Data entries
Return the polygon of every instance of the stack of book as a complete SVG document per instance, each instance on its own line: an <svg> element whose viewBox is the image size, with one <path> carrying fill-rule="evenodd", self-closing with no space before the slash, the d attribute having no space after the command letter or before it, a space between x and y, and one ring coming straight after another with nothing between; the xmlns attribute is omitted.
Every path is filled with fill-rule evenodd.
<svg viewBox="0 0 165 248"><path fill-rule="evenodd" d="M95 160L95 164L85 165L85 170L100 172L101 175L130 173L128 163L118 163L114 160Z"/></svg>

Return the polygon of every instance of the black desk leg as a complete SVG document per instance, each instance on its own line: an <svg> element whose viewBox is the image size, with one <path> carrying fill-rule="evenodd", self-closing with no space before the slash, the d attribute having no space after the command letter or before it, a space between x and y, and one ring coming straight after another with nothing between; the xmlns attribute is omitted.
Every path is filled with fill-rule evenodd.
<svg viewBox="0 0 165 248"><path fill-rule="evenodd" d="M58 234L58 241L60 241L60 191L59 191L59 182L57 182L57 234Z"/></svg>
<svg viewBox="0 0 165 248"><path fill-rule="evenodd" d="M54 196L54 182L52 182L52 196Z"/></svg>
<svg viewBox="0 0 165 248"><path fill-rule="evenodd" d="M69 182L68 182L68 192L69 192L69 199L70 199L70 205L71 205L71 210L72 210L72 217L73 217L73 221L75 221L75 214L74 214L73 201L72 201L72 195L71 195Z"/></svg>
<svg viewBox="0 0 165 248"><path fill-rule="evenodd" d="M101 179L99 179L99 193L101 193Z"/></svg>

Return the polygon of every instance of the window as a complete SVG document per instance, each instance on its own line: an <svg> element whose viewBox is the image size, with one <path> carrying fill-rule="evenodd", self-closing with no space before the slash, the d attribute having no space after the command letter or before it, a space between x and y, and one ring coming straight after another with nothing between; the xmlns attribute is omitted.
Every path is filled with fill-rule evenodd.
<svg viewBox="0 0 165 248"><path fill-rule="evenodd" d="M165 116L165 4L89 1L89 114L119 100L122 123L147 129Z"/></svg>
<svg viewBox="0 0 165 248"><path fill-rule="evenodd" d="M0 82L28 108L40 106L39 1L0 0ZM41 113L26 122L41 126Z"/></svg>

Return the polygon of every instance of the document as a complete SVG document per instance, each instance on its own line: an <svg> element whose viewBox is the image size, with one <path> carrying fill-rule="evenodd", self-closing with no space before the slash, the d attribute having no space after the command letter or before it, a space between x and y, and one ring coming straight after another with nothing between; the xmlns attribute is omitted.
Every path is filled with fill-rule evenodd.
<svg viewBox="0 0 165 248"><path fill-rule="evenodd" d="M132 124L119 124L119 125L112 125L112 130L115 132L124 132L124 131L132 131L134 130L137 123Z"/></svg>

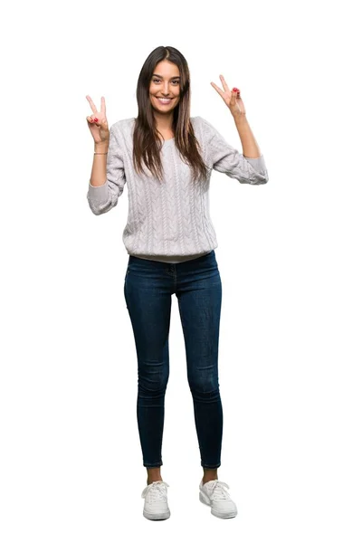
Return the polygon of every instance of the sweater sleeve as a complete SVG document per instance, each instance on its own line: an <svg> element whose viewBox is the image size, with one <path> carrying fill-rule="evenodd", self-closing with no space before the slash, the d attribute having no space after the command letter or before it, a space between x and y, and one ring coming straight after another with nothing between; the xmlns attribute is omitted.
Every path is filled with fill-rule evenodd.
<svg viewBox="0 0 362 543"><path fill-rule="evenodd" d="M110 129L107 155L107 179L103 185L93 186L89 181L87 200L94 214L102 214L115 207L126 183L121 148L113 127Z"/></svg>
<svg viewBox="0 0 362 543"><path fill-rule="evenodd" d="M264 185L268 182L264 157L248 158L225 141L223 136L207 120L201 118L207 152L213 169L237 179L240 183Z"/></svg>

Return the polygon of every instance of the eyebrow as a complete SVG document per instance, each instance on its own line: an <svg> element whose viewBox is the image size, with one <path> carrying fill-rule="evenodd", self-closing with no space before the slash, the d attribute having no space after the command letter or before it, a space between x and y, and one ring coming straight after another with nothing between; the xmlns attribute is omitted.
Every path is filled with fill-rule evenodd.
<svg viewBox="0 0 362 543"><path fill-rule="evenodd" d="M160 79L164 79L164 78L162 77L162 75L158 75L158 73L153 73L153 74L152 74L152 77L153 77L154 75L156 75L156 77L159 77ZM176 75L175 77L170 77L170 79L181 79L181 76L180 76L180 75Z"/></svg>

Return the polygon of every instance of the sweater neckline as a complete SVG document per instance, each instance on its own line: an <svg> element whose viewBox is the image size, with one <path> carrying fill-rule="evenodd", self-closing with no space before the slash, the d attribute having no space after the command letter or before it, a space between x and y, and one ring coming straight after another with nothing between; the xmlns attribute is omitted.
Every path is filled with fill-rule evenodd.
<svg viewBox="0 0 362 543"><path fill-rule="evenodd" d="M167 145L170 141L174 141L174 139L175 139L175 136L174 136L174 138L170 138L169 139L165 139L165 141L162 144L162 147L165 146L165 145Z"/></svg>

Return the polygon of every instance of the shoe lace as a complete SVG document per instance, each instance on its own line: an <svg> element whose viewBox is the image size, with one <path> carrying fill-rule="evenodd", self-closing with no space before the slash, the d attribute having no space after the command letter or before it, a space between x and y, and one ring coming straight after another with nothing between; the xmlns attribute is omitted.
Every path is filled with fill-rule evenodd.
<svg viewBox="0 0 362 543"><path fill-rule="evenodd" d="M142 498L147 498L149 501L165 501L168 486L164 481L156 481L146 487L142 492Z"/></svg>
<svg viewBox="0 0 362 543"><path fill-rule="evenodd" d="M206 482L209 490L211 491L210 499L214 501L222 501L224 500L230 500L230 495L226 489L230 488L226 482L222 481L210 481Z"/></svg>

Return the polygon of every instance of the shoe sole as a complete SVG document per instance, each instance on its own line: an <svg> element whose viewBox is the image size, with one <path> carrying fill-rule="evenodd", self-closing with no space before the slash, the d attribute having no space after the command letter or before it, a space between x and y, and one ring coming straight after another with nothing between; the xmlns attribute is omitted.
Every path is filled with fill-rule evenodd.
<svg viewBox="0 0 362 543"><path fill-rule="evenodd" d="M218 519L233 519L237 515L237 510L230 512L225 511L224 513L218 513L217 511L214 510L211 507L210 500L206 498L206 496L204 496L204 494L201 491L199 493L199 499L201 503L204 503L204 505L207 505L211 508L211 514L214 517L217 517Z"/></svg>
<svg viewBox="0 0 362 543"><path fill-rule="evenodd" d="M143 516L148 520L167 520L170 518L171 513L169 510L165 511L165 513L148 513L148 511L143 511Z"/></svg>

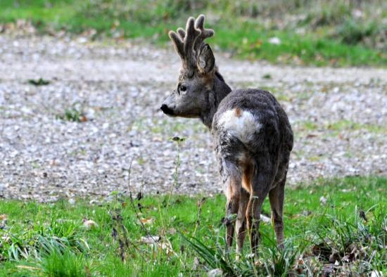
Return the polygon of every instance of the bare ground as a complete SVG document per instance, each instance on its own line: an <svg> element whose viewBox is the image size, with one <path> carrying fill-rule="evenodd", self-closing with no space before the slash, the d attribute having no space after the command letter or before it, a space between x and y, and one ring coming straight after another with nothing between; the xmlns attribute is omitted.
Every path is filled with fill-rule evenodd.
<svg viewBox="0 0 387 277"><path fill-rule="evenodd" d="M387 70L217 63L233 87L270 90L295 133L288 183L387 175ZM99 198L131 184L168 191L182 145L179 193L221 191L211 138L198 120L166 117L177 77L172 51L49 37L0 36L0 196ZM268 76L269 78L268 79ZM50 81L33 86L30 79ZM58 119L75 105L87 121Z"/></svg>

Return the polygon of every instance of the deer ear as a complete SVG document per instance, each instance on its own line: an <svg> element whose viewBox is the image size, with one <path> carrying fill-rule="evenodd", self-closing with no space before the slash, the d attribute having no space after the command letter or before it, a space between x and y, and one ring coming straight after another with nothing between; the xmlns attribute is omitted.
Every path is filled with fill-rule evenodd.
<svg viewBox="0 0 387 277"><path fill-rule="evenodd" d="M196 65L201 73L208 74L214 69L215 58L208 44L204 44L201 47Z"/></svg>

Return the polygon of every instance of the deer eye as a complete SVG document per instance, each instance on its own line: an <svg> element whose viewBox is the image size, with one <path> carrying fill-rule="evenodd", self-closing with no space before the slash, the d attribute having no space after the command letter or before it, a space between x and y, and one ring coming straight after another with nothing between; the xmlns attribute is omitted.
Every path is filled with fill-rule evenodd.
<svg viewBox="0 0 387 277"><path fill-rule="evenodd" d="M182 92L186 91L186 86L183 86L183 85L179 86L179 91L182 91Z"/></svg>

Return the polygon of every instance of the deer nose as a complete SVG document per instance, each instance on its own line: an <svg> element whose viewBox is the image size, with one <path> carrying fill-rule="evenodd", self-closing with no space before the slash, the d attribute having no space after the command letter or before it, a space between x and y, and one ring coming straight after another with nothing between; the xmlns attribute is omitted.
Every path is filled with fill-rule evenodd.
<svg viewBox="0 0 387 277"><path fill-rule="evenodd" d="M160 109L163 110L163 112L164 112L165 115L173 115L173 110L170 109L170 108L165 104L161 105L161 108Z"/></svg>

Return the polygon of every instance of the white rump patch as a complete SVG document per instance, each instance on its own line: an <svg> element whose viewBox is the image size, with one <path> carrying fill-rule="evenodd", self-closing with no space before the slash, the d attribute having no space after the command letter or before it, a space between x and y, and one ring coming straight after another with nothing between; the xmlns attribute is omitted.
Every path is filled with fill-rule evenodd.
<svg viewBox="0 0 387 277"><path fill-rule="evenodd" d="M262 124L251 112L239 108L224 112L219 124L244 143L253 140L254 133L262 128Z"/></svg>

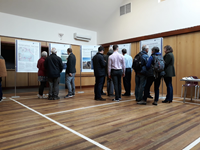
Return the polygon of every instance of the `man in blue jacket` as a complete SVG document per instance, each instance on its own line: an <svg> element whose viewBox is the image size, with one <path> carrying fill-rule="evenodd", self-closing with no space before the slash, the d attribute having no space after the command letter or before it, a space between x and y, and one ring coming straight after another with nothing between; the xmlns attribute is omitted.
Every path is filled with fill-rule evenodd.
<svg viewBox="0 0 200 150"><path fill-rule="evenodd" d="M145 86L145 90L144 90L144 97L143 100L138 102L137 104L141 104L141 105L146 105L146 101L147 101L147 97L149 95L149 91L150 91L150 87L152 85L152 83L154 82L154 92L155 92L155 99L154 102L152 103L152 105L157 105L158 99L159 99L159 87L160 87L160 80L161 80L161 75L164 72L155 72L153 65L154 65L154 56L158 56L161 55L161 53L159 53L159 48L158 47L153 47L152 48L152 55L149 57L148 63L146 65L149 77Z"/></svg>
<svg viewBox="0 0 200 150"><path fill-rule="evenodd" d="M142 58L144 60L144 64L142 66L141 71L136 71L135 75L135 97L136 101L141 101L143 92L144 92L144 87L146 85L146 64L149 56L147 55L149 51L149 47L147 45L142 46L142 51L140 52L142 55Z"/></svg>

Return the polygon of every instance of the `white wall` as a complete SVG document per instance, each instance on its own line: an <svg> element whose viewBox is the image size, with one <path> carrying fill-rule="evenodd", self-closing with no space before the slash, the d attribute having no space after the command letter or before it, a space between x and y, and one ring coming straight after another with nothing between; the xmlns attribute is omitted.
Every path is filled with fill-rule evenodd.
<svg viewBox="0 0 200 150"><path fill-rule="evenodd" d="M119 8L98 30L98 44L200 25L200 0L124 0L132 12L119 15Z"/></svg>
<svg viewBox="0 0 200 150"><path fill-rule="evenodd" d="M63 33L62 40L58 33ZM90 35L90 42L77 41L74 33ZM97 33L90 30L0 13L0 36L17 37L41 41L68 43L76 45L96 45Z"/></svg>

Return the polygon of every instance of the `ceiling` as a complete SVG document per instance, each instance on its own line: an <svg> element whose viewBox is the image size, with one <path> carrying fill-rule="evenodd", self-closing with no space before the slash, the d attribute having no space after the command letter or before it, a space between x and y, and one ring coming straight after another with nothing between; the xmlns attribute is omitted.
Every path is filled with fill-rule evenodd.
<svg viewBox="0 0 200 150"><path fill-rule="evenodd" d="M0 0L0 12L97 31L123 0Z"/></svg>

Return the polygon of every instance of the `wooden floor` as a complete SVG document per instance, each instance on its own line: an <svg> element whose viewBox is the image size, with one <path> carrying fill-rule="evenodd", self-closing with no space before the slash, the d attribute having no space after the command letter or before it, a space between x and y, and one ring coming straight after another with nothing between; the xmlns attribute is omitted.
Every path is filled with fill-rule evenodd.
<svg viewBox="0 0 200 150"><path fill-rule="evenodd" d="M95 101L93 89L84 91L64 99L62 89L61 99L54 101L37 99L37 92L25 89L16 102L10 99L13 93L4 95L0 149L102 149L55 122L113 150L181 150L200 137L200 105L184 104L181 98L170 104L160 100L158 106L151 99L147 105L137 105L134 96L120 102L107 96L106 101ZM199 149L200 144L193 148Z"/></svg>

=== JOB ===
Recast the rows from the line containing "Return the polygon of every instance of the window" through the line containing "116L165 4L89 1L89", inclusive, as a JSON list of strings with one string per line and blank lines omitted.

=== SOLUTION TO THE EXERCISE ===
[
  "Return the polygon of every instance of the window as a complete SVG document per instance, each instance on its own line: an <svg> element whose viewBox is the image size, with one <path> carrying fill-rule=\"evenodd\", self-closing with no space before the slash, the d attribute having no space after the command letter or before it, a space between x and y, and one ring coming straight after another with nothing between; the xmlns attribute is omitted.",
  "Every path is filled with fill-rule evenodd.",
  "<svg viewBox=\"0 0 165 248\"><path fill-rule=\"evenodd\" d=\"M165 116L165 4L89 1L89 114L119 100L122 123L147 129Z\"/></svg>"
]